* SOURCE INFORMATION *
· · · ·
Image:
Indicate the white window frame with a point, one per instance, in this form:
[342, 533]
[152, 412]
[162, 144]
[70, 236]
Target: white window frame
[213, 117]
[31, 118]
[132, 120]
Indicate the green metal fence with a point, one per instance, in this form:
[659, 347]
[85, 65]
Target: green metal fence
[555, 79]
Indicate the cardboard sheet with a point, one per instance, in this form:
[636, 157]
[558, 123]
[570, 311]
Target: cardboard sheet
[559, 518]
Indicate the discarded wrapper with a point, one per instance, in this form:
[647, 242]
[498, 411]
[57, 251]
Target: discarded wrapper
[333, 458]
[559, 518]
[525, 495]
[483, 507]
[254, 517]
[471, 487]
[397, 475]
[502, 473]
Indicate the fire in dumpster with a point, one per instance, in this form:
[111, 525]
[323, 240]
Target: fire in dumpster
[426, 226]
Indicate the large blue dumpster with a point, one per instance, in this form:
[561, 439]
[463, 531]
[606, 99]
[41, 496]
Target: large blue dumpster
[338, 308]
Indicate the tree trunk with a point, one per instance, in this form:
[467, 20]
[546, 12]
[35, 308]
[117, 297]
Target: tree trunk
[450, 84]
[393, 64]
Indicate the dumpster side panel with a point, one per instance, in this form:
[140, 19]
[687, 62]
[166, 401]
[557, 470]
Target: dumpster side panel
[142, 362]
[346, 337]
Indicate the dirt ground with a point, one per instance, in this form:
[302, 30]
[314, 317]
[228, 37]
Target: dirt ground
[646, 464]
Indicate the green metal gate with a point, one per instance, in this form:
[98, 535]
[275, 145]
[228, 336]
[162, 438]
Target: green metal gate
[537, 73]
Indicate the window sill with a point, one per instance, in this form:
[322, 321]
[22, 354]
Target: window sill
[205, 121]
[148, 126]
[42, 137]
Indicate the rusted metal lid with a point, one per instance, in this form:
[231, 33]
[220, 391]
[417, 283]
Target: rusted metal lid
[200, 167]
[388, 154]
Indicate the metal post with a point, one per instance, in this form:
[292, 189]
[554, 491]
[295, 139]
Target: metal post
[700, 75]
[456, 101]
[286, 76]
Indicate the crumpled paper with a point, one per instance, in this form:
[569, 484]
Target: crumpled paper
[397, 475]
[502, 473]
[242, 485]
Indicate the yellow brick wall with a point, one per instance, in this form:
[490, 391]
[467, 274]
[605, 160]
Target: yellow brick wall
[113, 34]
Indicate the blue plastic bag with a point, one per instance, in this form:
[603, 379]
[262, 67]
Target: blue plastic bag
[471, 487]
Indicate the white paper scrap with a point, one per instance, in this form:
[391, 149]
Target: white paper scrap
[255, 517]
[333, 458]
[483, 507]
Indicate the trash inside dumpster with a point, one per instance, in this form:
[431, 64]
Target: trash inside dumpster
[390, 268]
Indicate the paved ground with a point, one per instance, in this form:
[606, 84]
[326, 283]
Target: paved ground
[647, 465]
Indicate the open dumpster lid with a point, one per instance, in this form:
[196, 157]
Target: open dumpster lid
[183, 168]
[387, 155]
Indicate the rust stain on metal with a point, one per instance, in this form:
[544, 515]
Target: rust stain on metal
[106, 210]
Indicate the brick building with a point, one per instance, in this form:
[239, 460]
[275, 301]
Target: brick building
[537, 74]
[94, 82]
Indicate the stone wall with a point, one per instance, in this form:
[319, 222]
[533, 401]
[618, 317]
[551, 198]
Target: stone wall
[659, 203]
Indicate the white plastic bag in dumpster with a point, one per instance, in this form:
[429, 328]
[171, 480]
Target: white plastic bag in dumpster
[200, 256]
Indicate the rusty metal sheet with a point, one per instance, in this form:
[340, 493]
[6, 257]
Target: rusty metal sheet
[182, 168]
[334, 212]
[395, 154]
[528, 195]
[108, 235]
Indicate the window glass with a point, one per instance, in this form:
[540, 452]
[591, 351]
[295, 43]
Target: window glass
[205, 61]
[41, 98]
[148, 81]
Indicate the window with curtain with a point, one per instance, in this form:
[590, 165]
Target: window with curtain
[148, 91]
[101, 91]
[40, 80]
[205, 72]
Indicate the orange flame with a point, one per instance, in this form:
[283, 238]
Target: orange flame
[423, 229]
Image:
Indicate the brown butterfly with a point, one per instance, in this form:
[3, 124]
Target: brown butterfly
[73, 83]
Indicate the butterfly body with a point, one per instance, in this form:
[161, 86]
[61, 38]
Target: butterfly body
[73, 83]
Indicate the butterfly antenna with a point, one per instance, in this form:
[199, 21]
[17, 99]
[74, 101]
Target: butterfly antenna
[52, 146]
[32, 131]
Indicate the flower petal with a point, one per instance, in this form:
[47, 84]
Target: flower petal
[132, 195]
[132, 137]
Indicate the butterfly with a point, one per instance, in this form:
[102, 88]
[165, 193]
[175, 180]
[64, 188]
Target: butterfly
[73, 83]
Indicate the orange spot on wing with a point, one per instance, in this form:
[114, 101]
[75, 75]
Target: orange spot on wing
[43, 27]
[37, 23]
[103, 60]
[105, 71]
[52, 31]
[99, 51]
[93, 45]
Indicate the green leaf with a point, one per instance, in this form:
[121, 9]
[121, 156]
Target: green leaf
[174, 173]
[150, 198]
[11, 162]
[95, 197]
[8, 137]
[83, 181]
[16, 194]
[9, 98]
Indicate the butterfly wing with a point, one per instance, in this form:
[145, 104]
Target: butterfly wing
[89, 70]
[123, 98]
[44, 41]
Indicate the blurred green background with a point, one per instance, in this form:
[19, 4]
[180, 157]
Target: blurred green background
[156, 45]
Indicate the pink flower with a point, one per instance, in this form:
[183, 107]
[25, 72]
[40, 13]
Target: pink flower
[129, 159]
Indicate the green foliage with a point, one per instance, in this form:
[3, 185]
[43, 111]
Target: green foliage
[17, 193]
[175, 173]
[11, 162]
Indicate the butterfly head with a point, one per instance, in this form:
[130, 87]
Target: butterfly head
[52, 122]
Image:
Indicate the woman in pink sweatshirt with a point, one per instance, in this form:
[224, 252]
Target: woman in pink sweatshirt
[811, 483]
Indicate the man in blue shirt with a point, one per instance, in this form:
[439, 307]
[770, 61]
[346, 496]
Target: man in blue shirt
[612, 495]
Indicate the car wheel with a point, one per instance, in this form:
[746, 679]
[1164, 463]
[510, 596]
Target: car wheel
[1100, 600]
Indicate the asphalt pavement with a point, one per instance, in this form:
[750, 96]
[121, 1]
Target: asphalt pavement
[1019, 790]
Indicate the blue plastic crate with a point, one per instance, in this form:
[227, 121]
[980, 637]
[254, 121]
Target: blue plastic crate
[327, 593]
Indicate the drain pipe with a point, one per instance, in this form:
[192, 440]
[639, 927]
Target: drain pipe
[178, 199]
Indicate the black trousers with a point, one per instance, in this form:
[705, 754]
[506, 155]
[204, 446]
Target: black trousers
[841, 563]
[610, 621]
· · · ·
Retype every line of the material exactly.

Image:
Indicate the white window frame with a point, one per instance, in this form:
[342, 533]
[152, 412]
[162, 144]
[70, 236]
Target: white window frame
[213, 117]
[31, 118]
[132, 120]
Indicate the green metal fence with a point, one per instance, in this form:
[659, 347]
[85, 65]
Target: green metal fence
[555, 79]
Indicate the cardboard sheet with a point, one per instance, in this form:
[636, 157]
[558, 123]
[570, 311]
Target: cardboard sheet
[559, 518]
Indicate the discarded wrapper with a point, one per instance, in this form:
[647, 242]
[498, 411]
[57, 251]
Target: discarded wrapper
[333, 458]
[559, 518]
[525, 495]
[483, 507]
[254, 517]
[471, 487]
[397, 475]
[502, 473]
Indicate the fire in dumpster with a point, one per instance, in this form:
[111, 525]
[323, 240]
Target: fire in dumpster
[426, 226]
Indicate the large blue dumpster with a point, one per instance, in this form:
[561, 439]
[463, 531]
[606, 99]
[41, 496]
Target: large blue dumpster
[338, 308]
Indicate the tree trunk with a point, one per instance, in this form:
[467, 20]
[546, 12]
[35, 308]
[117, 297]
Target: tree trunk
[450, 84]
[393, 64]
Indicate the dumpster side panel with a point, one per instance, in this form:
[140, 19]
[687, 62]
[166, 401]
[557, 470]
Target: dumpster side panel
[142, 362]
[346, 337]
Indicate the dirt ground with a point, one per instance, in this form:
[302, 30]
[314, 317]
[228, 37]
Target: dirt ground
[646, 464]
Indicate the green metal gate with a point, one per instance, in this form:
[98, 535]
[275, 145]
[228, 336]
[162, 438]
Target: green metal gate
[537, 73]
Indicate the window sill with a point, one per instance, in this form:
[322, 321]
[22, 354]
Target: window sill
[205, 121]
[148, 126]
[42, 137]
Indicate the rusted metal lid with a point, one per instance, in this form:
[231, 33]
[220, 391]
[417, 283]
Target: rusted metal lid
[200, 167]
[388, 154]
Indicate the metal post with a point, one per instance, in this form:
[292, 189]
[554, 491]
[295, 139]
Target: metal post
[700, 75]
[456, 101]
[286, 76]
Indicate the crumpled paper with a point, one per instance, in this form:
[569, 484]
Target: crumpled paper
[397, 475]
[502, 473]
[242, 485]
Indicate the yellow brick wall with a point, one per instance, in this form:
[490, 391]
[467, 274]
[605, 160]
Target: yellow brick wall
[113, 34]
Indicate the blue plastic bag with a point, one per instance, in this form:
[603, 379]
[262, 67]
Target: blue plastic bag
[471, 487]
Indicate the white paper scrap with a point, one per instance, in this form:
[391, 149]
Target: white paper scrap
[255, 517]
[333, 458]
[483, 507]
Indicate the trash inside dumpster with a point, one per instance, in this form:
[431, 64]
Target: trash inside dumpster
[390, 268]
Indicate the paved ground with a point, one per instance, in this form:
[606, 84]
[326, 283]
Target: paved ground
[647, 465]
Indicate the open dumpster lid with a point, one per instance, in this form:
[196, 157]
Target: open dumpster lid
[183, 168]
[387, 155]
Indicate the rust stain on metal with a point, one per instance, in this form:
[544, 515]
Target: rust stain on metal
[106, 210]
Indicate the brick building with a point, one per instance, in this form:
[239, 460]
[275, 301]
Target: brick building
[537, 74]
[94, 82]
Indicate the stone wall with a point, one per instance, in this form:
[319, 222]
[533, 401]
[618, 317]
[551, 198]
Target: stone wall
[659, 203]
Indicate the white plastic bag in dumpster with a point, one per instance, in this form:
[429, 328]
[171, 480]
Target: white plastic bag in dumpster
[200, 256]
Indicate the rusty metal sheet with a point, one per instance, in this form:
[340, 493]
[6, 257]
Target: rusty metal sheet
[182, 168]
[334, 212]
[395, 154]
[528, 195]
[108, 235]
Indicate the window glass with a point, one per instance, in this form:
[540, 452]
[591, 351]
[295, 43]
Target: window glass
[205, 61]
[41, 98]
[148, 81]
Indicate the window with curtain with a point, one per instance, in this form:
[590, 165]
Target: window with curtain
[148, 91]
[101, 91]
[40, 80]
[205, 72]
Indicate the orange flame with a point, one per instance, in this form:
[283, 238]
Target: orange flame
[423, 229]
Image:
Indicate the brown butterfly with a point, one per instance, in this form:
[3, 124]
Target: brown butterfly
[73, 83]
Indicate the butterfly body with a point, one per instance, in this form:
[161, 86]
[61, 38]
Target: butterfly body
[73, 83]
Indicate the butterfly antenna with a point, one per instance, in this form:
[199, 21]
[17, 99]
[74, 101]
Target: butterfly antenna
[52, 146]
[32, 131]
Indicate the flower petal with a point, one per instance, in this form:
[47, 84]
Target: flower petal
[132, 195]
[132, 137]
Indicate the butterfly with a point, one per instance, in this form:
[102, 88]
[165, 193]
[175, 180]
[64, 188]
Target: butterfly
[73, 83]
Indicate the orange spot on wing with a point, one per instance, in this form:
[114, 101]
[75, 75]
Target: orange spot on wing
[43, 27]
[37, 23]
[103, 60]
[105, 71]
[52, 31]
[99, 51]
[93, 45]
Indicate the green leaf with a point, one per instance, in this form:
[121, 9]
[121, 156]
Target: green leaf
[174, 173]
[150, 198]
[11, 162]
[95, 197]
[8, 137]
[83, 181]
[16, 194]
[9, 98]
Indicate the butterfly wing with a point, one per instance, in this form:
[145, 104]
Target: butterfly wing
[89, 70]
[123, 98]
[44, 41]
Indicate the blurred green background with a point, one per instance, in this form:
[19, 4]
[180, 157]
Target: blurred green background
[156, 45]
Indicate the pink flower with a point, one per instance, in this form:
[183, 107]
[25, 72]
[40, 13]
Target: pink flower
[129, 159]
Indicate the green foliage with a point, one per instance, in this form:
[3, 185]
[43, 111]
Target: green foliage
[17, 193]
[175, 173]
[11, 162]
Indicate the butterfly head with a point, one per instance, in this form:
[130, 87]
Target: butterfly head
[52, 122]
Image:
Indicate the woman in pink sweatshirt with a point, one per instance, in this form:
[224, 252]
Target: woman in pink sweatshirt
[811, 483]
Indicate the man in blue shirt with a point, one per instance, in this form:
[439, 307]
[770, 61]
[346, 496]
Target: man in blue shirt
[612, 495]
Indicate the car wheel with a point, one per instance, in this form:
[746, 679]
[1164, 463]
[510, 596]
Target: car wheel
[1100, 600]
Indicate the asphalt pavement with a point, one per instance, in this form:
[750, 96]
[121, 1]
Target: asphalt pavement
[1019, 790]
Indicate the blue plastic crate with a point, one per instance, in this form:
[227, 121]
[980, 637]
[254, 121]
Target: blue plastic crate
[327, 593]
Indicate the drain pipe with a point, one per instance, in this form:
[192, 440]
[639, 927]
Target: drain pipe
[178, 199]
Indicate the black trousers with a point, one per instance, in this form:
[705, 754]
[506, 155]
[204, 446]
Target: black trousers
[841, 563]
[610, 621]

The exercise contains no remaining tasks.